THE DATA below:

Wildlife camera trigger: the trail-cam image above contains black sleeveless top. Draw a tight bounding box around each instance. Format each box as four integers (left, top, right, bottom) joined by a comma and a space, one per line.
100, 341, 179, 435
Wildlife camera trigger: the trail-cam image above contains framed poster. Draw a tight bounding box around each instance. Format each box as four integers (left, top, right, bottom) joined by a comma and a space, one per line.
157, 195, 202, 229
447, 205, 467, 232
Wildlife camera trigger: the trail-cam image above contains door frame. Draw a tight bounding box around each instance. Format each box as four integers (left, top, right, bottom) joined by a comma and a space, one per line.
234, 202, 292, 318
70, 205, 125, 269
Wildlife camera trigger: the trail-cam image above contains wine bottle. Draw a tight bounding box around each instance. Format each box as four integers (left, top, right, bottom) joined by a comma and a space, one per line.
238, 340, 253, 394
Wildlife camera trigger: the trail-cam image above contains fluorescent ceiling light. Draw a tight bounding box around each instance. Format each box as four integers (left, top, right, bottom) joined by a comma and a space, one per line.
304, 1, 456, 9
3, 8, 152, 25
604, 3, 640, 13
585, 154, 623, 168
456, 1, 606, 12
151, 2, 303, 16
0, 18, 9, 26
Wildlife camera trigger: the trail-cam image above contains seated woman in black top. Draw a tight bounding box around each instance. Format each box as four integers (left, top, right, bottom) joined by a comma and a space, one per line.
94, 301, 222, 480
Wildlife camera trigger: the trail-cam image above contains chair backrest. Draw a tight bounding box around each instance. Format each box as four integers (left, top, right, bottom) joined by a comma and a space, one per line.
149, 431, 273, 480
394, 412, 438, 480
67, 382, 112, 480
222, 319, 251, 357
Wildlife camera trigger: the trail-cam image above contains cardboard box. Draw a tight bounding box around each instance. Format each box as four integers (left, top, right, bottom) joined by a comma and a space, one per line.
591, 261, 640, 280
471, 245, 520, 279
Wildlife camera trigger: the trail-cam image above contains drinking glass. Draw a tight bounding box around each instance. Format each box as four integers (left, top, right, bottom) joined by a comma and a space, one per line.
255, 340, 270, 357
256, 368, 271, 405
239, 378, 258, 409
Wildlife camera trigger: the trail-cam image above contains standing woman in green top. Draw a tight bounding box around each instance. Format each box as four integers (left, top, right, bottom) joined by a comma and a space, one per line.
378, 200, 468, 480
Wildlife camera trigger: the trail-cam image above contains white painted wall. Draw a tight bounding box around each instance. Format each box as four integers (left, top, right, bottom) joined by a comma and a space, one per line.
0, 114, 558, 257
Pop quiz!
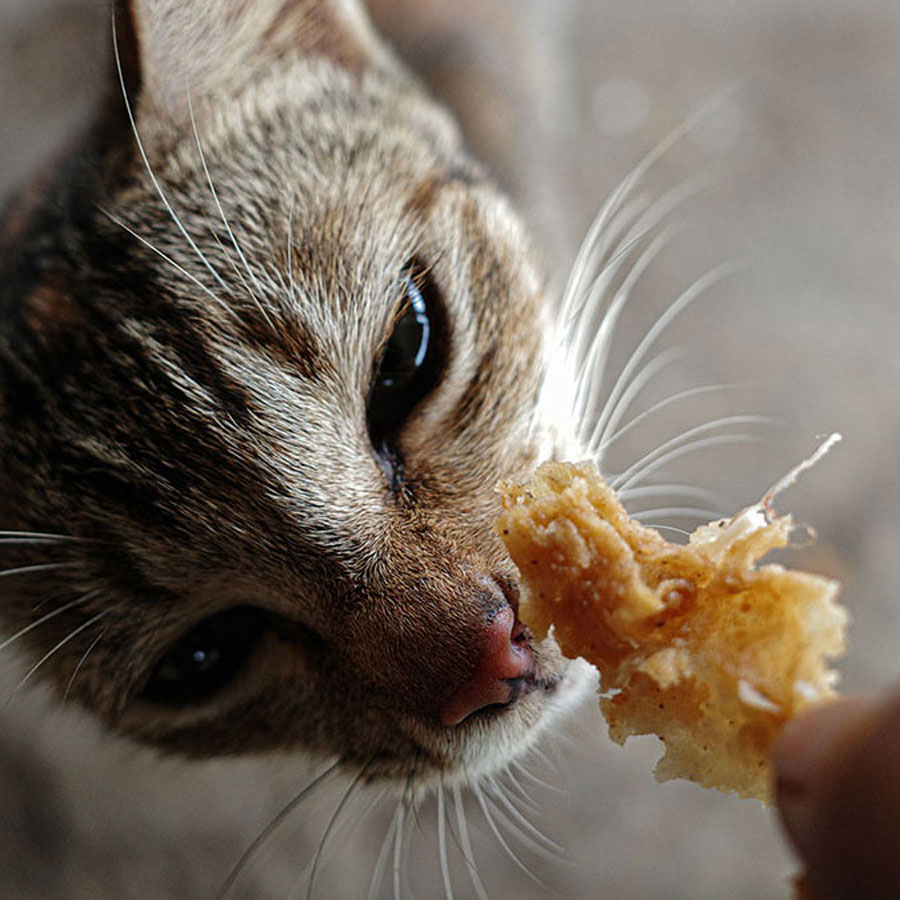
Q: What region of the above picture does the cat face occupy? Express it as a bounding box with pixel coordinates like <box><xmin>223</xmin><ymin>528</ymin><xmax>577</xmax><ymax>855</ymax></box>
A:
<box><xmin>0</xmin><ymin>0</ymin><xmax>589</xmax><ymax>783</ymax></box>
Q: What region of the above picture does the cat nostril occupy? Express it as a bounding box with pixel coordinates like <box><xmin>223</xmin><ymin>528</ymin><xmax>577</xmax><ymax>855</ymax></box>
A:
<box><xmin>440</xmin><ymin>605</ymin><xmax>535</xmax><ymax>726</ymax></box>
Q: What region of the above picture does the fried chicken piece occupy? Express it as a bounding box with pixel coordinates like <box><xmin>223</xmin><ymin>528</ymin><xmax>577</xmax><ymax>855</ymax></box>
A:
<box><xmin>497</xmin><ymin>457</ymin><xmax>847</xmax><ymax>801</ymax></box>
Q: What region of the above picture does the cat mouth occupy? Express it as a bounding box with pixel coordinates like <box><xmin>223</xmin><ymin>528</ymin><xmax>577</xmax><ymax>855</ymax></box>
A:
<box><xmin>460</xmin><ymin>665</ymin><xmax>566</xmax><ymax>723</ymax></box>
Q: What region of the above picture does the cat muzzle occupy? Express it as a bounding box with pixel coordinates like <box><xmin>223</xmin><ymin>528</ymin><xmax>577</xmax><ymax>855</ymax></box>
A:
<box><xmin>439</xmin><ymin>604</ymin><xmax>537</xmax><ymax>725</ymax></box>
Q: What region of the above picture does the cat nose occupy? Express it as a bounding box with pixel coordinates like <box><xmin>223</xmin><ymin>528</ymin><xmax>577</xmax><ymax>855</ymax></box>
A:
<box><xmin>440</xmin><ymin>604</ymin><xmax>536</xmax><ymax>726</ymax></box>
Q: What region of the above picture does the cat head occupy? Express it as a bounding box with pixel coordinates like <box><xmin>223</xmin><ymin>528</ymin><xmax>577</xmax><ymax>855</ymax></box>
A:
<box><xmin>0</xmin><ymin>0</ymin><xmax>588</xmax><ymax>783</ymax></box>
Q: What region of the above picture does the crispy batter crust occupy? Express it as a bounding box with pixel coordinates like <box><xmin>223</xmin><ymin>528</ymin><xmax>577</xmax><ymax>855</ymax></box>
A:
<box><xmin>497</xmin><ymin>462</ymin><xmax>847</xmax><ymax>801</ymax></box>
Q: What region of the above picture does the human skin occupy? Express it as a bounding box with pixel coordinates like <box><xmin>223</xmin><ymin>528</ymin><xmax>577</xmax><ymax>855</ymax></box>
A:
<box><xmin>774</xmin><ymin>690</ymin><xmax>900</xmax><ymax>899</ymax></box>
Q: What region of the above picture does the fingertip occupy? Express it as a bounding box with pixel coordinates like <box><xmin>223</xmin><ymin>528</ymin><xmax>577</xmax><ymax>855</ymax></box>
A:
<box><xmin>773</xmin><ymin>690</ymin><xmax>900</xmax><ymax>899</ymax></box>
<box><xmin>773</xmin><ymin>697</ymin><xmax>880</xmax><ymax>861</ymax></box>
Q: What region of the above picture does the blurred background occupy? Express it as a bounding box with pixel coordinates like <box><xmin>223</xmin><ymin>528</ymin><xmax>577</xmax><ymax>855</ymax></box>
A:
<box><xmin>1</xmin><ymin>0</ymin><xmax>898</xmax><ymax>897</ymax></box>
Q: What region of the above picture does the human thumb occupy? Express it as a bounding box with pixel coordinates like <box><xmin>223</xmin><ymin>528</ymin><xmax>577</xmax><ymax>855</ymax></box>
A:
<box><xmin>773</xmin><ymin>691</ymin><xmax>900</xmax><ymax>899</ymax></box>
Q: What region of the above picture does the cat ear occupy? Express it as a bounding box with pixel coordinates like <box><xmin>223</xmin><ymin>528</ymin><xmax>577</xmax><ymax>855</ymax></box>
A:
<box><xmin>118</xmin><ymin>0</ymin><xmax>386</xmax><ymax>122</ymax></box>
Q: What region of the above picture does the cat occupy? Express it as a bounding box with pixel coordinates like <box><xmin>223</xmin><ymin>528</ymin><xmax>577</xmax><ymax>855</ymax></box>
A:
<box><xmin>0</xmin><ymin>0</ymin><xmax>598</xmax><ymax>822</ymax></box>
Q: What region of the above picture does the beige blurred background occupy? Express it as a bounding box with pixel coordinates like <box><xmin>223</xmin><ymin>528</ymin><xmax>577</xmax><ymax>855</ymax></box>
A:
<box><xmin>1</xmin><ymin>0</ymin><xmax>899</xmax><ymax>897</ymax></box>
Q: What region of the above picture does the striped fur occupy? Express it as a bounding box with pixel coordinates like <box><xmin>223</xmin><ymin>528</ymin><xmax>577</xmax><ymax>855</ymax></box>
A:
<box><xmin>0</xmin><ymin>0</ymin><xmax>587</xmax><ymax>783</ymax></box>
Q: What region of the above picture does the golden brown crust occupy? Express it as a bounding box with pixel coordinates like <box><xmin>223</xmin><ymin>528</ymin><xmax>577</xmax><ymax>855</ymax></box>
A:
<box><xmin>497</xmin><ymin>462</ymin><xmax>847</xmax><ymax>801</ymax></box>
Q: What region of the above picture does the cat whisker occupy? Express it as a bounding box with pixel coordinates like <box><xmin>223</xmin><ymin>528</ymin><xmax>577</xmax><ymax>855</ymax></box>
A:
<box><xmin>407</xmin><ymin>762</ymin><xmax>426</xmax><ymax>837</ymax></box>
<box><xmin>452</xmin><ymin>783</ymin><xmax>491</xmax><ymax>900</ymax></box>
<box><xmin>592</xmin><ymin>262</ymin><xmax>743</xmax><ymax>459</ymax></box>
<box><xmin>214</xmin><ymin>761</ymin><xmax>342</xmax><ymax>900</ymax></box>
<box><xmin>601</xmin><ymin>382</ymin><xmax>749</xmax><ymax>457</ymax></box>
<box><xmin>393</xmin><ymin>792</ymin><xmax>409</xmax><ymax>900</ymax></box>
<box><xmin>586</xmin><ymin>343</ymin><xmax>685</xmax><ymax>460</ymax></box>
<box><xmin>558</xmin><ymin>84</ymin><xmax>741</xmax><ymax>330</ymax></box>
<box><xmin>0</xmin><ymin>531</ymin><xmax>82</xmax><ymax>543</ymax></box>
<box><xmin>484</xmin><ymin>776</ymin><xmax>563</xmax><ymax>857</ymax></box>
<box><xmin>617</xmin><ymin>433</ymin><xmax>766</xmax><ymax>495</ymax></box>
<box><xmin>631</xmin><ymin>506</ymin><xmax>723</xmax><ymax>522</ymax></box>
<box><xmin>436</xmin><ymin>779</ymin><xmax>456</xmax><ymax>900</ymax></box>
<box><xmin>569</xmin><ymin>173</ymin><xmax>715</xmax><ymax>354</ymax></box>
<box><xmin>524</xmin><ymin>744</ymin><xmax>562</xmax><ymax>781</ymax></box>
<box><xmin>0</xmin><ymin>593</ymin><xmax>94</xmax><ymax>654</ymax></box>
<box><xmin>613</xmin><ymin>173</ymin><xmax>718</xmax><ymax>261</ymax></box>
<box><xmin>63</xmin><ymin>628</ymin><xmax>107</xmax><ymax>703</ymax></box>
<box><xmin>99</xmin><ymin>207</ymin><xmax>233</xmax><ymax>316</ymax></box>
<box><xmin>471</xmin><ymin>781</ymin><xmax>545</xmax><ymax>888</ymax></box>
<box><xmin>0</xmin><ymin>562</ymin><xmax>74</xmax><ymax>580</ymax></box>
<box><xmin>612</xmin><ymin>414</ymin><xmax>777</xmax><ymax>492</ymax></box>
<box><xmin>494</xmin><ymin>768</ymin><xmax>540</xmax><ymax>815</ymax></box>
<box><xmin>305</xmin><ymin>762</ymin><xmax>371</xmax><ymax>900</ymax></box>
<box><xmin>651</xmin><ymin>524</ymin><xmax>693</xmax><ymax>537</ymax></box>
<box><xmin>480</xmin><ymin>787</ymin><xmax>560</xmax><ymax>868</ymax></box>
<box><xmin>533</xmin><ymin>225</ymin><xmax>672</xmax><ymax>457</ymax></box>
<box><xmin>368</xmin><ymin>796</ymin><xmax>400</xmax><ymax>900</ymax></box>
<box><xmin>187</xmin><ymin>94</ymin><xmax>279</xmax><ymax>331</ymax></box>
<box><xmin>111</xmin><ymin>14</ymin><xmax>233</xmax><ymax>304</ymax></box>
<box><xmin>5</xmin><ymin>610</ymin><xmax>107</xmax><ymax>708</ymax></box>
<box><xmin>508</xmin><ymin>757</ymin><xmax>560</xmax><ymax>795</ymax></box>
<box><xmin>568</xmin><ymin>223</ymin><xmax>682</xmax><ymax>428</ymax></box>
<box><xmin>564</xmin><ymin>217</ymin><xmax>663</xmax><ymax>342</ymax></box>
<box><xmin>619</xmin><ymin>482</ymin><xmax>728</xmax><ymax>509</ymax></box>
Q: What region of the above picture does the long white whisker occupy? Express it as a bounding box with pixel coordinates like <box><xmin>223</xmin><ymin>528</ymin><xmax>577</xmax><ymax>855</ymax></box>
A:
<box><xmin>509</xmin><ymin>758</ymin><xmax>559</xmax><ymax>795</ymax></box>
<box><xmin>601</xmin><ymin>383</ymin><xmax>747</xmax><ymax>455</ymax></box>
<box><xmin>566</xmin><ymin>175</ymin><xmax>717</xmax><ymax>384</ymax></box>
<box><xmin>558</xmin><ymin>84</ymin><xmax>741</xmax><ymax>327</ymax></box>
<box><xmin>394</xmin><ymin>798</ymin><xmax>409</xmax><ymax>900</ymax></box>
<box><xmin>631</xmin><ymin>506</ymin><xmax>722</xmax><ymax>521</ymax></box>
<box><xmin>99</xmin><ymin>208</ymin><xmax>232</xmax><ymax>315</ymax></box>
<box><xmin>588</xmin><ymin>345</ymin><xmax>684</xmax><ymax>459</ymax></box>
<box><xmin>187</xmin><ymin>94</ymin><xmax>278</xmax><ymax>331</ymax></box>
<box><xmin>306</xmin><ymin>764</ymin><xmax>369</xmax><ymax>900</ymax></box>
<box><xmin>63</xmin><ymin>628</ymin><xmax>106</xmax><ymax>702</ymax></box>
<box><xmin>612</xmin><ymin>415</ymin><xmax>775</xmax><ymax>490</ymax></box>
<box><xmin>480</xmin><ymin>789</ymin><xmax>560</xmax><ymax>865</ymax></box>
<box><xmin>485</xmin><ymin>777</ymin><xmax>563</xmax><ymax>855</ymax></box>
<box><xmin>0</xmin><ymin>595</ymin><xmax>91</xmax><ymax>654</ymax></box>
<box><xmin>0</xmin><ymin>531</ymin><xmax>80</xmax><ymax>542</ymax></box>
<box><xmin>573</xmin><ymin>172</ymin><xmax>715</xmax><ymax>365</ymax></box>
<box><xmin>112</xmin><ymin>15</ymin><xmax>232</xmax><ymax>300</ymax></box>
<box><xmin>472</xmin><ymin>782</ymin><xmax>544</xmax><ymax>887</ymax></box>
<box><xmin>367</xmin><ymin>798</ymin><xmax>400</xmax><ymax>900</ymax></box>
<box><xmin>619</xmin><ymin>483</ymin><xmax>728</xmax><ymax>508</ymax></box>
<box><xmin>617</xmin><ymin>433</ymin><xmax>765</xmax><ymax>494</ymax></box>
<box><xmin>652</xmin><ymin>524</ymin><xmax>692</xmax><ymax>537</ymax></box>
<box><xmin>565</xmin><ymin>219</ymin><xmax>663</xmax><ymax>342</ymax></box>
<box><xmin>452</xmin><ymin>784</ymin><xmax>490</xmax><ymax>900</ymax></box>
<box><xmin>575</xmin><ymin>228</ymin><xmax>685</xmax><ymax>437</ymax></box>
<box><xmin>214</xmin><ymin>762</ymin><xmax>341</xmax><ymax>900</ymax></box>
<box><xmin>0</xmin><ymin>562</ymin><xmax>73</xmax><ymax>579</ymax></box>
<box><xmin>7</xmin><ymin>611</ymin><xmax>107</xmax><ymax>706</ymax></box>
<box><xmin>437</xmin><ymin>779</ymin><xmax>456</xmax><ymax>900</ymax></box>
<box><xmin>494</xmin><ymin>769</ymin><xmax>540</xmax><ymax>814</ymax></box>
<box><xmin>593</xmin><ymin>263</ymin><xmax>742</xmax><ymax>453</ymax></box>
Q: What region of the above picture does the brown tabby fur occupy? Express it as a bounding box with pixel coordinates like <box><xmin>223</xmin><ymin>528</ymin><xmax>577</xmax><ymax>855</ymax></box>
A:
<box><xmin>0</xmin><ymin>0</ymin><xmax>585</xmax><ymax>783</ymax></box>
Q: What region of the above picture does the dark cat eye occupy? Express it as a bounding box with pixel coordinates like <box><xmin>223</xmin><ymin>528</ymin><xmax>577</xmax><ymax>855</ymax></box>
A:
<box><xmin>140</xmin><ymin>607</ymin><xmax>265</xmax><ymax>707</ymax></box>
<box><xmin>367</xmin><ymin>264</ymin><xmax>445</xmax><ymax>457</ymax></box>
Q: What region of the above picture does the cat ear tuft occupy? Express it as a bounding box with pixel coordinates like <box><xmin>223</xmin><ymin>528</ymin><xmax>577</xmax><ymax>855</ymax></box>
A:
<box><xmin>120</xmin><ymin>0</ymin><xmax>386</xmax><ymax>122</ymax></box>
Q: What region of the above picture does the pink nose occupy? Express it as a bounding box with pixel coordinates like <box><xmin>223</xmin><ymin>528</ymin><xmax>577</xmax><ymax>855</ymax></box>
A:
<box><xmin>440</xmin><ymin>605</ymin><xmax>535</xmax><ymax>726</ymax></box>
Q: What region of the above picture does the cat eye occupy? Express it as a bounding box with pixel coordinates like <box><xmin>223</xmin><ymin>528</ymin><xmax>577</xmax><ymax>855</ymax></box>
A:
<box><xmin>139</xmin><ymin>607</ymin><xmax>265</xmax><ymax>707</ymax></box>
<box><xmin>367</xmin><ymin>264</ymin><xmax>445</xmax><ymax>457</ymax></box>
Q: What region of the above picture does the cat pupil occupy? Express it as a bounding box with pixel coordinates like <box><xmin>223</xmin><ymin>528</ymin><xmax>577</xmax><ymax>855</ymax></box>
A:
<box><xmin>140</xmin><ymin>608</ymin><xmax>264</xmax><ymax>706</ymax></box>
<box><xmin>379</xmin><ymin>278</ymin><xmax>430</xmax><ymax>387</ymax></box>
<box><xmin>366</xmin><ymin>268</ymin><xmax>443</xmax><ymax>458</ymax></box>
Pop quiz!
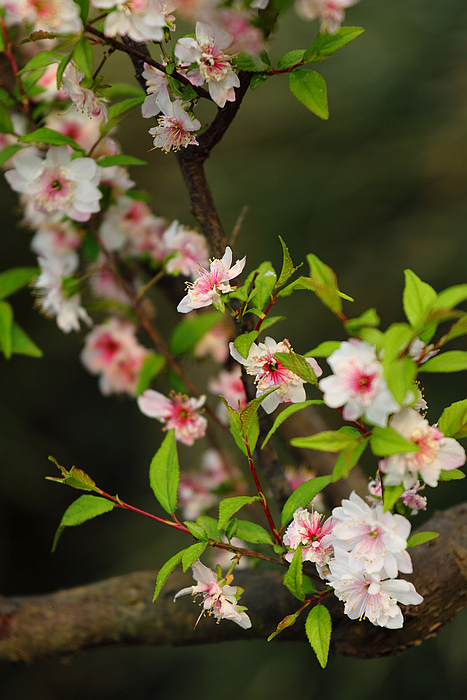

End of THE DATA.

> [ABOUT THIS TASK] Look through the entries above and quote exactly the lines from the line with "Q: What region of the above picture does the cat eye" to the line with "Q: What region of the above picture does the cat pupil", counting both of those lines.

> [EXERCISE OUTPUT]
Q: What region of the above picture does the cat eye occupy? Express it as a bounding box with pixel coordinates like <box><xmin>223</xmin><ymin>528</ymin><xmax>577</xmax><ymax>855</ymax></box>
A:
<box><xmin>139</xmin><ymin>607</ymin><xmax>265</xmax><ymax>707</ymax></box>
<box><xmin>367</xmin><ymin>264</ymin><xmax>445</xmax><ymax>457</ymax></box>
Q: What region of the above picture does the cat pupil occupy? Express it as a bounding box with pixel coordinates like <box><xmin>223</xmin><ymin>528</ymin><xmax>577</xmax><ymax>855</ymax></box>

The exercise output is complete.